■ Written exercise ■
Rewrite the listing from its start through the line holding "M 413 211 L", both included, changing "answer field" to "response field" and leaving everything else as it is.

** start of Entries shown **

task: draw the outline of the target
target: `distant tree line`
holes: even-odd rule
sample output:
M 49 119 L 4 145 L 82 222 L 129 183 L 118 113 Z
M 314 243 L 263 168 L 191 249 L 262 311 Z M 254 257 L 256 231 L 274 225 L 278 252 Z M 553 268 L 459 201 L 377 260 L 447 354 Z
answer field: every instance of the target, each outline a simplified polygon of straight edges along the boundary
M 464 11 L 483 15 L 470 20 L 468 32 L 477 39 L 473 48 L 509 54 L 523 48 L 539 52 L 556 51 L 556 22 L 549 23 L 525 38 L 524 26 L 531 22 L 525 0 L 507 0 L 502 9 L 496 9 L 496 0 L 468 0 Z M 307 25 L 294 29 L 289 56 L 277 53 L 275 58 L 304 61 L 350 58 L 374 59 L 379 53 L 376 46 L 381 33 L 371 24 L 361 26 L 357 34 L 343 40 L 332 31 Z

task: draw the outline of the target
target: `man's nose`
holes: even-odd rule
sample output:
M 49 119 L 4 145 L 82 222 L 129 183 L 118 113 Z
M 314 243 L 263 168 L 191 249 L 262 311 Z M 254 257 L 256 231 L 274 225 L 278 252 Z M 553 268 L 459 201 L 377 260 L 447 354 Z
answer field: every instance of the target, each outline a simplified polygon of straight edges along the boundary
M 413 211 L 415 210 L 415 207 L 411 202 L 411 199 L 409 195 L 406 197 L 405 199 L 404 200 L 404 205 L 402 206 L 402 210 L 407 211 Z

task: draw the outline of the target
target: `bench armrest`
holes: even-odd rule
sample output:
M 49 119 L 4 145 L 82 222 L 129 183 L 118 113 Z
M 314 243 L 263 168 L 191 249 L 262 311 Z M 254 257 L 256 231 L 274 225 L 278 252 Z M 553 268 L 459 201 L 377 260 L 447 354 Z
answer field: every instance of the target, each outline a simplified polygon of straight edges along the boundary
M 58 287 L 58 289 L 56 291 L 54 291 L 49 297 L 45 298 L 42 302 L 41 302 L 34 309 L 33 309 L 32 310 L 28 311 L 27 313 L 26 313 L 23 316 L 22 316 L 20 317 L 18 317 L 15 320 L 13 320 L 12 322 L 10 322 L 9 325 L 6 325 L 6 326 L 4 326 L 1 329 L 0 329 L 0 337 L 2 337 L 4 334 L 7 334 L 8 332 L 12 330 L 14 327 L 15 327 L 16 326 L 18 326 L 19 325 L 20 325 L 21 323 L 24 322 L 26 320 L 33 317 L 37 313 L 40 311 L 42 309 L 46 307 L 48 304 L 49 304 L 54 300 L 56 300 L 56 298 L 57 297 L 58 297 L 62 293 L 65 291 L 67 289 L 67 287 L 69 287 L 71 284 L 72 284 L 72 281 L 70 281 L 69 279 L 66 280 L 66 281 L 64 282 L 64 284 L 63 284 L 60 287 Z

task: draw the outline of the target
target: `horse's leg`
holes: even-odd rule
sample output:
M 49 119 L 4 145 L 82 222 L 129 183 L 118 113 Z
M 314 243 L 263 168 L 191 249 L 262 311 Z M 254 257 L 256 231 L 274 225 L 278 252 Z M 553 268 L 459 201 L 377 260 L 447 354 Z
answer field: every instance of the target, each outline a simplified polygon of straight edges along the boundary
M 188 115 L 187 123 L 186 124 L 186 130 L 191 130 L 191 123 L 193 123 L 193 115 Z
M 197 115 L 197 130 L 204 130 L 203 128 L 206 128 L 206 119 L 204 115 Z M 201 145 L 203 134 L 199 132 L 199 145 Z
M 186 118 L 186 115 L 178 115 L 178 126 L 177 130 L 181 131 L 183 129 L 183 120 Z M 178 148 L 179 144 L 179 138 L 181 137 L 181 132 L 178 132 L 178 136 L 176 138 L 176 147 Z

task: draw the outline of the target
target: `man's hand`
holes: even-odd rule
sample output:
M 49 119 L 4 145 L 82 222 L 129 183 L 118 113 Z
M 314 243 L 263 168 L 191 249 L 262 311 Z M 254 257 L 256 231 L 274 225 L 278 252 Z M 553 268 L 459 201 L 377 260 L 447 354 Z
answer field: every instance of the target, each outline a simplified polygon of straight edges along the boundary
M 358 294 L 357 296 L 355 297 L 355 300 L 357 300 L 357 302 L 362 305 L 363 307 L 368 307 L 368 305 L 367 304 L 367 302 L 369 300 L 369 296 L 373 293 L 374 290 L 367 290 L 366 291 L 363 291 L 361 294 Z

** end of Entries shown **

■ Solved problem ■
task: draw the outline of the target
target: `distant tree line`
holes: even-odd rule
sample output:
M 49 119 L 4 145 L 82 222 L 129 183 L 118 113 Z
M 314 243 L 263 168 L 191 249 L 262 311 Z M 254 257 L 256 231 L 274 225 L 278 252 Z M 553 268 L 459 201 L 377 260 L 447 354 Z
response field: every instance of the target, each outline a simplified polygon of straight edges along the boundary
M 464 11 L 483 15 L 470 20 L 468 32 L 477 39 L 473 48 L 509 54 L 523 48 L 539 52 L 556 51 L 556 22 L 549 23 L 525 38 L 524 26 L 531 22 L 525 0 L 507 0 L 502 9 L 496 9 L 496 0 L 468 0 Z M 307 25 L 294 29 L 289 56 L 277 53 L 275 58 L 304 61 L 350 58 L 374 59 L 379 53 L 376 46 L 381 33 L 371 24 L 361 26 L 357 34 L 343 40 L 332 31 Z

task: draw the outline of the target
target: `man's nose`
holes: even-odd rule
sample output:
M 49 119 L 4 145 L 82 222 L 129 183 L 118 113 Z
M 314 243 L 263 168 L 191 249 L 262 311 Z M 254 257 L 256 231 L 274 225 L 278 252 Z M 553 268 L 459 201 L 377 260 L 447 354 Z
response field: every instance of the target, each outline a simplified polygon of straight edges along the boundary
M 413 211 L 415 210 L 415 207 L 411 202 L 411 199 L 409 195 L 406 197 L 405 199 L 404 200 L 404 205 L 402 206 L 402 210 L 407 211 Z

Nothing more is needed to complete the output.